-- Activity list --
1. In the massage article, transcribe the passage starting at "Given that massage" and ending at "these addictive behaviours.".
2. Answer these questions from the massage article:
(a) Which neurotransmitter is described as inducing feelings of excitement?
(b) What two things does the opioid withdrawal bring with it?
(c) Shortly before what have fluctuating cortisol levels been found to occur?
[Source text — start]
MASSAGE & LEVELS OF DOPAMINE & ENDOGENOUS OPIOIDS IN THOSE WITH SELF HARMING & ADDICTIVE BEHAVIOURS
I have previously written about the use of massage in those suffering with depression and also how it can boost low dopamine levels in those with ADHD, which causes such clients to seek out addictive behaviours.
I treat many clients with unresolved trauma and PTSD and it is not uncommon for the topic of self harm to come up. Understanding the reasons behind self harm helps to reduce judgemental attitudes, promoting a trusting relationship that is necessary for treatment.
We often think of self harm purely as cutting but there are many forms including skin cutting, burning, scratching, ingesting, piercing, head banging, picking wounds, eating disorders and other addictive behaviours. These behaviours come about for various reasons:-
However research has shown that self-harm is mainly used to regulate mood, and rather like PTSD, this is not simply a psychological issue, even though it often occurs in those with high anxiety, but a sign of physiological disturbances whereby the injury promotes a chemical shift in the brain, affecting emotional awareness. This is a similar addictive behaviour to alcohol, food, gambling, sex, drugs etc. Emotions, therefore, are physiological, with these chemical changes promoting a temporary improvement in mood and it is this temporary ‘high’ that increases the chance of such behaviour continuing.
There is a correlation between high stress hormone levels and low dopamine levels in those experiencing high anxiety and stress, and the development of addictive behaviours such as self-harm. Dopamine is a neurotransmitter which induces feelings of excitement, alongside serotonin which also helps with mood, appetite, sleep and pain levels.
It is thought that when these incidents of self harm take place dopamine levels spike, temporarily bringing that feeling of excitement to someone who is usually feeling numb. Unfortunately, this interferes with normal dopamine production and a negative cycle begins.
In addition to dopamine, endogenous opioids are also released during episodes of self harm. Both of these neurochemicals not only bring feelings of calm in a way similar to heroin, but also reduce sensitivity to pain, explaining why people who harm claim to feel little or no pain. These chemical responses then reinforce the unhealthy behaviour because the person, who most likely already has addictive tendencies, becomes further reliant on the need for opioid release, explaining why harming behaviour often increases. Following the initial sense of calm comes the opioid withdrawal which brings with it muscular tension and psychological distress. If this continues for any amount of time it can disrupt homeostasis, causing issues with the reproductive, digestive, and immune systems.
Dysregulation of serotonergic and dopaminergic neurotransmission and of the endogenous opioid system has been highly implicated in self injurious behaviour. Early traumatic experiences in particular are known for adversely affecting the stress response systems and fluctuating cortisol levels have also been found to occur shortly before self injurious episodes.
Given that massage therapy can help to rebalance the endocrine system and regulate the nervous system, increasing serotonin and dopamine secretion and reducing cortisol and adrenaline, it could be a valuable tool in helping to restore homeostasis in the self harmer, but should be done alongside psychological therapies. It can also be used to help relieve muscle tension and provide some emotional comfort following episodes of harming behaviour. If carried out regularly, it can help to rebalance the levels of neurotransmitters while reducing the physiological factors that cause the stress response, and through these chemical changes, can create a positive shift away from these addictive behaviours.
[Source text — finish]
[Data under study — start]
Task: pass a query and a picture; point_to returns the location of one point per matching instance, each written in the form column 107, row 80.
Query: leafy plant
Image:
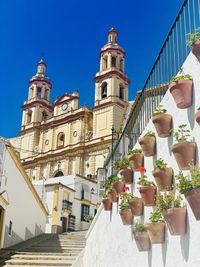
column 181, row 77
column 168, row 201
column 121, row 164
column 88, row 218
column 156, row 216
column 182, row 134
column 139, row 227
column 159, row 110
column 142, row 181
column 135, row 151
column 160, row 164
column 193, row 37
column 149, row 133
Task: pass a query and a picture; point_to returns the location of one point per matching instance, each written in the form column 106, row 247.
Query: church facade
column 61, row 138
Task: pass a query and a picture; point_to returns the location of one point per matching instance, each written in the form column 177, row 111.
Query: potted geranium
column 181, row 88
column 147, row 190
column 141, row 236
column 136, row 158
column 148, row 143
column 125, row 211
column 156, row 228
column 184, row 151
column 162, row 121
column 107, row 204
column 124, row 169
column 174, row 214
column 163, row 175
column 197, row 116
column 193, row 40
column 190, row 187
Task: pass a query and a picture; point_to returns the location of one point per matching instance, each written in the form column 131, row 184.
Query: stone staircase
column 57, row 250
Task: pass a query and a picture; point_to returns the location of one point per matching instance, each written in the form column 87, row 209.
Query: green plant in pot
column 190, row 187
column 125, row 211
column 184, row 150
column 174, row 214
column 193, row 40
column 141, row 236
column 147, row 191
column 162, row 121
column 148, row 144
column 156, row 228
column 124, row 169
column 181, row 88
column 163, row 175
column 136, row 158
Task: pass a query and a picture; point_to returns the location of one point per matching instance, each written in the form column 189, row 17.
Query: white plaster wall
column 110, row 243
column 23, row 210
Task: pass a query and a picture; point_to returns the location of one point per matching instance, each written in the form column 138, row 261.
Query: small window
column 85, row 210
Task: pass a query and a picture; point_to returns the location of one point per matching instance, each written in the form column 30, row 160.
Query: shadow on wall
column 185, row 242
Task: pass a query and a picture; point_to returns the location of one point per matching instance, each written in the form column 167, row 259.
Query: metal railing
column 167, row 64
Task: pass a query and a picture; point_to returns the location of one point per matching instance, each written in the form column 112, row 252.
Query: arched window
column 29, row 116
column 104, row 90
column 105, row 63
column 121, row 92
column 113, row 62
column 60, row 140
column 58, row 174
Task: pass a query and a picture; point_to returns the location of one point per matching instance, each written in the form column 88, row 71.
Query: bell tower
column 111, row 88
column 38, row 107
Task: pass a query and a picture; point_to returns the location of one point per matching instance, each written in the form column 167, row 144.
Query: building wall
column 108, row 235
column 24, row 209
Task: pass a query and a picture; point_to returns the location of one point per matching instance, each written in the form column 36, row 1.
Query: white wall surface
column 28, row 219
column 110, row 243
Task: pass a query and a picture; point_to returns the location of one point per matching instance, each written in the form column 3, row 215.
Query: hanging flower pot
column 184, row 151
column 141, row 236
column 176, row 220
column 112, row 195
column 126, row 216
column 136, row 158
column 148, row 144
column 126, row 175
column 163, row 175
column 197, row 116
column 193, row 198
column 107, row 204
column 181, row 89
column 136, row 206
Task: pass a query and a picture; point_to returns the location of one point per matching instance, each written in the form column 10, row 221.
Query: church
column 60, row 138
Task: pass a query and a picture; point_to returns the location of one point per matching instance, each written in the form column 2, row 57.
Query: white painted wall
column 110, row 243
column 28, row 219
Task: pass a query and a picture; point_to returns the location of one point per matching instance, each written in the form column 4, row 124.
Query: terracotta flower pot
column 107, row 204
column 136, row 206
column 148, row 145
column 185, row 154
column 126, row 216
column 136, row 160
column 118, row 186
column 197, row 117
column 156, row 231
column 163, row 124
column 163, row 178
column 148, row 194
column 196, row 49
column 176, row 220
column 142, row 241
column 182, row 93
column 112, row 195
column 127, row 176
column 193, row 198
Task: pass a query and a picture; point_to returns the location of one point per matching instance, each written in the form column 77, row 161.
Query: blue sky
column 71, row 33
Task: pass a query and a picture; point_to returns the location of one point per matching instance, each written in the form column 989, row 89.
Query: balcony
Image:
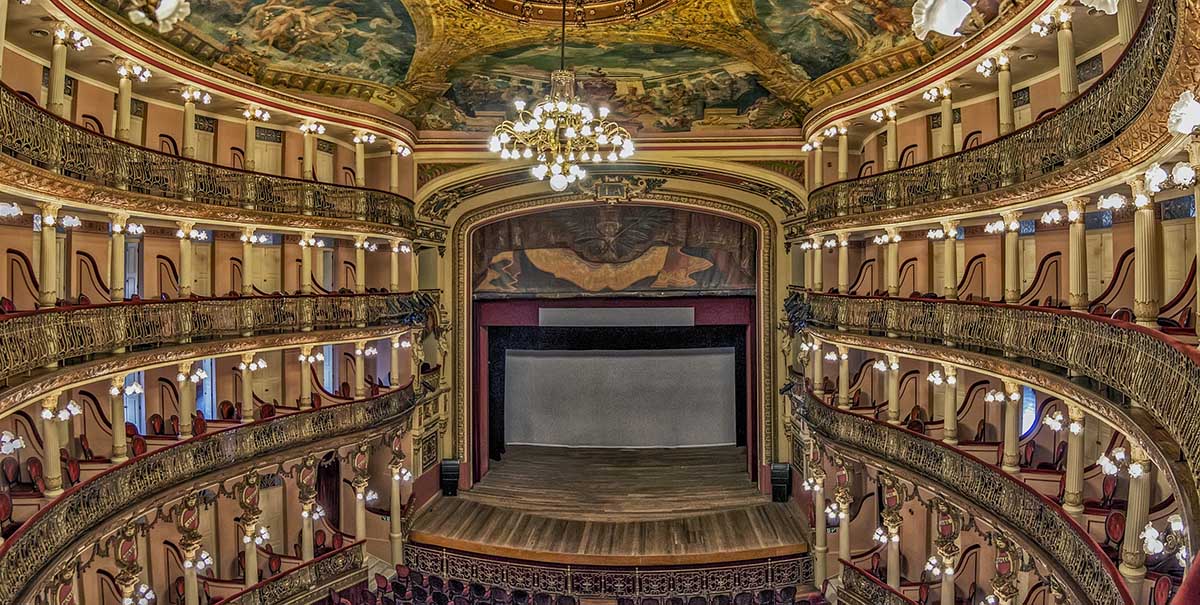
column 1059, row 153
column 45, row 141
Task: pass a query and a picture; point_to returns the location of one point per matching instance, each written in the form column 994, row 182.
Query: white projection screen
column 621, row 399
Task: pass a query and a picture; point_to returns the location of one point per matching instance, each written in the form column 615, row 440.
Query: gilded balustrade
column 605, row 582
column 861, row 588
column 42, row 339
column 33, row 551
column 33, row 133
column 1157, row 372
column 1047, row 145
column 301, row 582
column 1086, row 570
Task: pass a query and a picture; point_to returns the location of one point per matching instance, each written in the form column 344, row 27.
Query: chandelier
column 561, row 132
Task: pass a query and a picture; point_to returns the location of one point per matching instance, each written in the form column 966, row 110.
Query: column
column 1073, row 490
column 124, row 105
column 394, row 363
column 247, row 388
column 305, row 377
column 1012, row 257
column 250, row 525
column 247, row 261
column 396, row 516
column 893, row 375
column 951, row 405
column 1005, row 90
column 306, row 262
column 1077, row 253
column 360, row 159
column 57, row 93
column 360, row 264
column 48, row 273
column 893, row 262
column 186, row 400
column 51, row 445
column 843, row 376
column 118, row 222
column 185, row 258
column 189, row 126
column 817, row 262
column 946, row 136
column 1068, row 78
column 1012, row 460
column 892, row 149
column 1133, row 559
column 1127, row 21
column 951, row 259
column 820, row 532
column 117, row 413
column 843, row 154
column 360, row 373
column 1147, row 258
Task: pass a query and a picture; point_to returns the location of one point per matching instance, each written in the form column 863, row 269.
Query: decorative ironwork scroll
column 1074, row 131
column 610, row 582
column 33, row 133
column 41, row 339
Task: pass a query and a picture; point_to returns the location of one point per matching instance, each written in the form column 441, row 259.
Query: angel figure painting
column 371, row 40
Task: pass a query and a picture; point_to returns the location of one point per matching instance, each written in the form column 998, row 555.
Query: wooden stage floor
column 589, row 505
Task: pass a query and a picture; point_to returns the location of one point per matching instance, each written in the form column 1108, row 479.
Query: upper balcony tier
column 1116, row 124
column 193, row 187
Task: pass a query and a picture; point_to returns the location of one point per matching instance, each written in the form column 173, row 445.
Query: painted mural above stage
column 613, row 250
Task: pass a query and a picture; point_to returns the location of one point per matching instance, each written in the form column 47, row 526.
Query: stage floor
column 591, row 505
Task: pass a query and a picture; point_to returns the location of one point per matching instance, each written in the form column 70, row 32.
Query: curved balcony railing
column 1047, row 145
column 307, row 579
column 1158, row 372
column 42, row 138
column 41, row 339
column 861, row 588
column 33, row 552
column 1090, row 575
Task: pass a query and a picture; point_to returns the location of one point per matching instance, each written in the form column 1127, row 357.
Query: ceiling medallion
column 561, row 132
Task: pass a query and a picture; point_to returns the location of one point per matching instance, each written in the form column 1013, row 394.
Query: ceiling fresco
column 681, row 65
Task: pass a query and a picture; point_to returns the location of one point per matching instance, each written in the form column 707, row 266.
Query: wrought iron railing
column 305, row 579
column 33, row 133
column 861, row 588
column 1157, row 372
column 1075, row 130
column 41, row 339
column 33, row 552
column 610, row 582
column 1090, row 575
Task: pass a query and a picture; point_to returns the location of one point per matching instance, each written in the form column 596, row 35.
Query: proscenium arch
column 772, row 282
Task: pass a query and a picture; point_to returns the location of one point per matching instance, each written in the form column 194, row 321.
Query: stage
column 615, row 507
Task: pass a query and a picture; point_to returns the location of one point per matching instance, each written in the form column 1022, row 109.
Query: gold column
column 48, row 274
column 1147, row 257
column 117, row 413
column 1133, row 559
column 1005, row 90
column 951, row 405
column 1073, row 491
column 185, row 258
column 52, row 445
column 1012, row 257
column 118, row 222
column 1012, row 460
column 1068, row 78
column 951, row 259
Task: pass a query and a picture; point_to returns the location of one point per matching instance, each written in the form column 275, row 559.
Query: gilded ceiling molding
column 88, row 372
column 1133, row 421
column 29, row 183
column 466, row 221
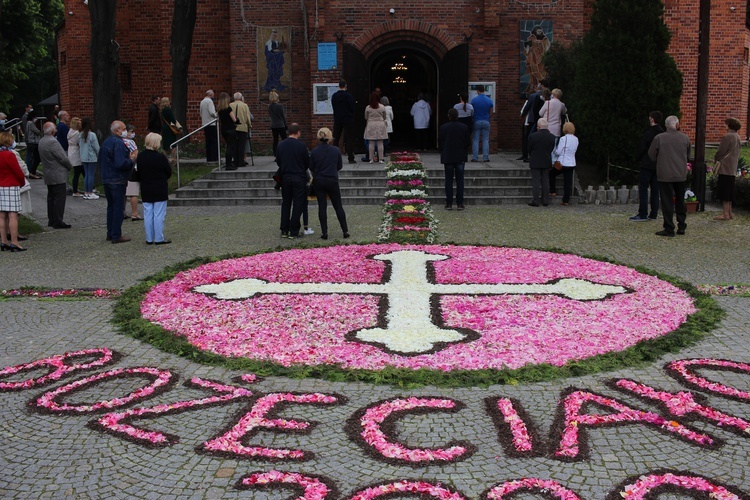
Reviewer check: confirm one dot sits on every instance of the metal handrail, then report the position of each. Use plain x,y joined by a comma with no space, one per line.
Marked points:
181,139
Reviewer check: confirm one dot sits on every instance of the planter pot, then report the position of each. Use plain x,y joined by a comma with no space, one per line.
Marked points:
691,206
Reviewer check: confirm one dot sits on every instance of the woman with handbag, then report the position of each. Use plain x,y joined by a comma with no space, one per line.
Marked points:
325,163
154,173
565,152
170,127
727,157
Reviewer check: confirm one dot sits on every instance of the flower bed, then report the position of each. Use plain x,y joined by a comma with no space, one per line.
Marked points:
407,215
335,306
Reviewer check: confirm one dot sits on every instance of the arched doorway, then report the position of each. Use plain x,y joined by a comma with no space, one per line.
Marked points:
403,74
441,76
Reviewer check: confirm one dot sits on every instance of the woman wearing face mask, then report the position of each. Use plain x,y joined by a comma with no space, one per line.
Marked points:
134,184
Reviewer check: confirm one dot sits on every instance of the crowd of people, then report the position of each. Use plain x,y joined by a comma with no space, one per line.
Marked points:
64,144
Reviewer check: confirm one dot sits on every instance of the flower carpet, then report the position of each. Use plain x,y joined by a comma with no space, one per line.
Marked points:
379,370
441,308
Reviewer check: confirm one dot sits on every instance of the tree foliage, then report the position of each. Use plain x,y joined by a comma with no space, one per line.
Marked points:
27,50
105,64
621,73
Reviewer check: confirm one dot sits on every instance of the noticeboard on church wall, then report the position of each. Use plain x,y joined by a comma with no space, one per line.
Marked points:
489,91
327,54
322,93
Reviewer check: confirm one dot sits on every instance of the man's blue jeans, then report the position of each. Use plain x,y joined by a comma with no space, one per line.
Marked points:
481,128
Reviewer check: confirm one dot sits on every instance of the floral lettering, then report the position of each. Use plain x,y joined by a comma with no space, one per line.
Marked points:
404,487
117,423
573,420
683,403
681,370
231,442
49,401
510,422
371,428
313,488
547,487
58,368
645,486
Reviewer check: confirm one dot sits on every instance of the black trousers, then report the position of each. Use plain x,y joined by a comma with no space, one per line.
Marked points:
293,200
56,194
230,138
329,187
239,149
669,191
347,129
212,143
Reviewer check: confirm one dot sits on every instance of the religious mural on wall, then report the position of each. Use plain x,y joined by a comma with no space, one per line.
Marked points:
536,39
274,65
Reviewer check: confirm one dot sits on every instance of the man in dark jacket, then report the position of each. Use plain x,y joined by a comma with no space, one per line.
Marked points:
293,160
454,140
115,165
648,172
671,151
541,145
343,119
[Data under study — finish]
-- Answers in order --
1.
Given that massage therapy can help to rebalance the endocrine system and regulate the nervous system, increasing serotonin and dopamine secretion and reducing cortisol and adrenaline, it could be a valuable tool in helping to restore homeostasis in the self harmer, but should be done alongside psychological therapies. It can also be used to help relieve muscle tension and provide some emotional comfort following episodes of harming behaviour. If carried out regularly, it can help to rebalance the levels of neurotransmitters while reducing the physiological factors that cause the stress response, and through these chemical changes, can create a positive shift away from these addictive behaviours.

2.
(a) Dopamine
(b) Muscular tension and psychological distress
(c) Self injurious episodes